▸ **EXCERPT TO READ**
---+---

- Medicaid – 74 percent have a favorable view Medicaid expansion under Obamacare. The Obama budget maintains that. The CPC budget increases funding for Medicaid through supplemental grants to states. The Republican budget makes deep cuts to Medicaid, converts the program to a block grant administered at the state level, and repeals the Medicaid expansion.
- Food Stamps (SNAP) – 70 percent oppose cuts to SNAP. The Obama budget proposes no changes. The CPC budget restores SNAP benefits to pre-Farm Bill levels, investing $15 billion. The Republican budget makes deep cuts.
- Education – 69 percent say improving the education system in the U.S. is a top priority for the president and Congress this year. The Obama provides $66 billion to fund Preschool for All Initiative. The CPC provides $47 billion to invest in teachers and K-12 schools, in addition to adding substantially to the general discretionary funding for education. The Republican budget freezes the maximum Pell grant award at the same level for the next 10 years, provides financial aid to fewer families, and makes substantial cuts to overall discretionary spending, which includes education.
- Tax Loopholes – 67 percent want a budget that closes corporate tax loopholes and limits tax breaks for the wealthy. The Obama budget raises $651 billion by doing this, and $13.8 billion by closing others. The CPC budget raises $153 billion by cuttting loopholes and deductions for the wealthy, raises $14 billion by eliminating the home mortgage-interest deduction for vacation homes and yachts. The Republican budget says it will close loopholes, but does not specify any.

---+---

▸ **STUDY QUESTIONS**
A. In the budget comparison, how much does the CPC budget invest to restore SNAP benefits to pre-Farm Bill levels?
B. Output the passage of the budget comparison starting with "- Tax Loopholes" and going on through "not specify any.", copied word for word.
The data has nothing to do with the budget comparison.

---+---

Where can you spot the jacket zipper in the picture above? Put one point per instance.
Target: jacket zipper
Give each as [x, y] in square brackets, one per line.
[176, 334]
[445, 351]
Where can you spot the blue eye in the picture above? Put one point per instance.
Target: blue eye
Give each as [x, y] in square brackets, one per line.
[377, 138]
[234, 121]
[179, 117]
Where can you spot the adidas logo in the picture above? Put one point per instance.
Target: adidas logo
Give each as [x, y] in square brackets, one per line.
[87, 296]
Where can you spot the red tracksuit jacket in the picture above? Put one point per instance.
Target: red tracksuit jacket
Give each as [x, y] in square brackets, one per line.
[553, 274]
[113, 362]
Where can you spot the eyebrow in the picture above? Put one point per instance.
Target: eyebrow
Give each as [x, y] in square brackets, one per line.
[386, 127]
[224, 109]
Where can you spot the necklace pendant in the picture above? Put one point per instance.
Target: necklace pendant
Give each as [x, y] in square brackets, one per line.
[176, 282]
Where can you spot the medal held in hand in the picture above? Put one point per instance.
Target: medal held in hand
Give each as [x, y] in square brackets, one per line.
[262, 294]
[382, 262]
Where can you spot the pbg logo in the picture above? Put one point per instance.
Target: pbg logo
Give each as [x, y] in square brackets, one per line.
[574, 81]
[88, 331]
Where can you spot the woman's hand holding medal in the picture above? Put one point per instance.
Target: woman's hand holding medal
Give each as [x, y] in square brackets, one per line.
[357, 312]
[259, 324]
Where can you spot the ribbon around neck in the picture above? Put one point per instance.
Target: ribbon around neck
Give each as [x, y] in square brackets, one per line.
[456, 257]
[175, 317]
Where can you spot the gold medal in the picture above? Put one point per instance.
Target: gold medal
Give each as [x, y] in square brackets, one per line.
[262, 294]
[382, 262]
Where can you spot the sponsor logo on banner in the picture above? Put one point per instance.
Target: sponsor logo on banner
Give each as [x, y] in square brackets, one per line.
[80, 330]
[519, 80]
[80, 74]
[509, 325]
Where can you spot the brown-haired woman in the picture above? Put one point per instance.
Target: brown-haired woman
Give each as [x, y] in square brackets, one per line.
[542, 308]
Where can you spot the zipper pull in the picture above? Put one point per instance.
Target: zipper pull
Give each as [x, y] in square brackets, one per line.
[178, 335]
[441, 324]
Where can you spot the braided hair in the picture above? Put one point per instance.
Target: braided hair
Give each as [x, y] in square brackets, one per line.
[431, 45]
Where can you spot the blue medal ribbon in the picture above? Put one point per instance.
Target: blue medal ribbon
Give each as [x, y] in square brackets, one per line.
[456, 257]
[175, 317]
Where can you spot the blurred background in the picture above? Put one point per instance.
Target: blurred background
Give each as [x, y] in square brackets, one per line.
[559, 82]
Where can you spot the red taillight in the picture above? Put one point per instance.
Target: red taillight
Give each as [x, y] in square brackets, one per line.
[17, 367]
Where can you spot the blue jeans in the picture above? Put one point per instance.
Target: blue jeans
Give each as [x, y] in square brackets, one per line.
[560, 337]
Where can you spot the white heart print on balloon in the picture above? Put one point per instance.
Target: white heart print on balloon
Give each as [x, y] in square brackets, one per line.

---+---

▸ **ANSWERS PROVIDED**
A. $15 billion.

B.
- Tax Loopholes – 67 percent want a budget that closes corporate tax loopholes and limits tax breaks for the wealthy. The Obama budget raises $651 billion by doing this, and $13.8 billion by closing others. The CPC budget raises $153 billion by cuttting loopholes and deductions for the wealthy, raises $14 billion by eliminating the home mortgage-interest deduction for vacation homes and yachts. The Republican budget says it will close loopholes, but does not specify any.